• Written exercise: Set down all of the data that follows word for word, without the images.

[Point annotation records]
************

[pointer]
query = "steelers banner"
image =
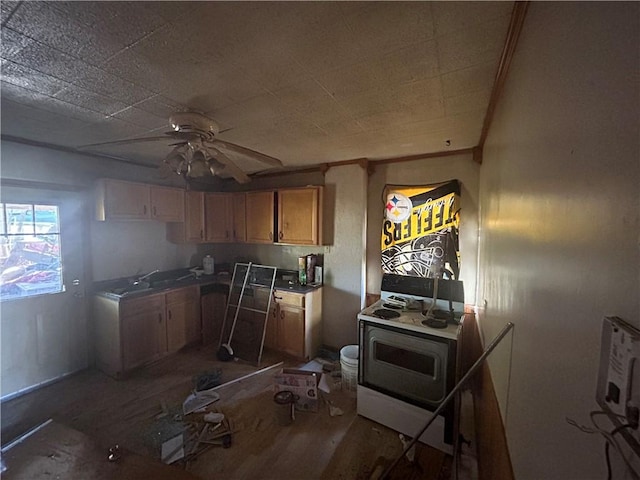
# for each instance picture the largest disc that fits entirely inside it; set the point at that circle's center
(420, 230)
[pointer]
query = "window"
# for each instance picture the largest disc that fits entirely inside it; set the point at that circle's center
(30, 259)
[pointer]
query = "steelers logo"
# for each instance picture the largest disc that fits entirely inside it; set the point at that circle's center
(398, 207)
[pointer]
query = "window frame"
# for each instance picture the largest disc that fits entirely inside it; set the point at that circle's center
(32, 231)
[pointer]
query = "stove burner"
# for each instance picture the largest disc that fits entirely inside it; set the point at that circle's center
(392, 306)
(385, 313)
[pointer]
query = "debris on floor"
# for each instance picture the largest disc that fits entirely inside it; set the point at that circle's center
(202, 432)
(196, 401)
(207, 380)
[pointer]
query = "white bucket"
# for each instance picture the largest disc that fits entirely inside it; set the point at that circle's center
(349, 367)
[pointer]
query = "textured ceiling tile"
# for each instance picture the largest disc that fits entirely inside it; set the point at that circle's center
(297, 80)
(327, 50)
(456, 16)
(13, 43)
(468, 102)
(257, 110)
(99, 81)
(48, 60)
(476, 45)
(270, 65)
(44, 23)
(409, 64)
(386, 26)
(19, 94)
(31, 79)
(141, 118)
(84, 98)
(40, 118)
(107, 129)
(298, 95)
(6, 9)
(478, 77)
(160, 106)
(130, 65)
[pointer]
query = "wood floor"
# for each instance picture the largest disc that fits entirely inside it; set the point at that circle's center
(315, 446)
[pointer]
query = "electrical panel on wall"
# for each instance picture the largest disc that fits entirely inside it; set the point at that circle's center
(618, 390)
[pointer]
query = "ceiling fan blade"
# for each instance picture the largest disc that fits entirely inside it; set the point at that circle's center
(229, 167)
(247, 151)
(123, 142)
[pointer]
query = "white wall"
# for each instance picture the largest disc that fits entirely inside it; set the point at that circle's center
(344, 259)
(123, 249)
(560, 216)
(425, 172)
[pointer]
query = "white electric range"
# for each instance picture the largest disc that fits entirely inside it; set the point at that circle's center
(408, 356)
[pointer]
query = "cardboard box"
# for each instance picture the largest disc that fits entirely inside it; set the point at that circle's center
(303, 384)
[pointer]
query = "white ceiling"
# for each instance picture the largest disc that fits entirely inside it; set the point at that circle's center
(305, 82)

************

• Solution to this problem:
[pointer]
query = "steelers banner"
image =
# for each instance picture the largest disc that fits entirely inside it; set the point at that circle's center
(420, 230)
[pointer]
query = "window"
# for each instance picture the largest disc that fits entirely inside it; set the point at that circle's center
(30, 259)
[pointer]
query = "steelers logo"
# for each instance picture the largest disc that fits entirely inside it; set the point at that circle's center
(398, 207)
[pointer]
query = "window frame"
# for each instance picture the largest disc that fits entirely inside it; set the point at that circle's center
(32, 231)
[pointer]
query = "stove burner"
# for each instance picture the largest disc that fits entirely inside it; set the point at that circle's center
(392, 306)
(385, 313)
[pointer]
query = "debris on floor"
# for each instance picture the largest disc that fits entirely inside it; set the point at that circle's center
(202, 432)
(196, 401)
(207, 380)
[pointer]
query = "white bucket"
# for each instance picture the largest disc that fits entirely inside it; set the point at that circle's center
(349, 367)
[pointer]
query = "textured ceiling tile"
# for each instance picture the largest disc that fits entirely inside it; set the point at that circle's center
(297, 80)
(327, 50)
(456, 16)
(13, 43)
(468, 102)
(257, 110)
(99, 81)
(48, 60)
(476, 45)
(270, 65)
(44, 23)
(409, 64)
(386, 26)
(19, 94)
(31, 79)
(141, 118)
(84, 98)
(40, 118)
(107, 129)
(298, 95)
(6, 9)
(478, 77)
(160, 106)
(130, 65)
[pointer]
query = "wood floor"
# for each instance picture the largest disc that fits entirely inside it; set the point at that circle's center
(315, 446)
[pointer]
query = "electrical panel on wall"
# for each instance picture the largest disc that fits entirely inside it; set the point at that circle's center
(618, 390)
[pointer]
query = "ceiling fan blade"
# for each instance picture the largest disc that fits entirely inside it; set the point at that circle's center
(229, 167)
(247, 151)
(123, 142)
[pointer]
query = "white wall"
# for each instance picture the largest disc that fits entirely inside it; set the point at that circle's center
(344, 259)
(123, 249)
(560, 216)
(425, 172)
[pointer]
query = "white electric range"
# for each instance picture the largest disc that fits entirely inside it; set the point at that circle's center
(408, 356)
[pointer]
query = "cardboard box"
# for each instance picture the largest disc that fits entirely inside it; set the point at that circle's center
(303, 384)
[pointer]
query = "white ceiling"
# for each instance picture the largest disc that fits entirely inside it; set the point at that circle's center
(305, 82)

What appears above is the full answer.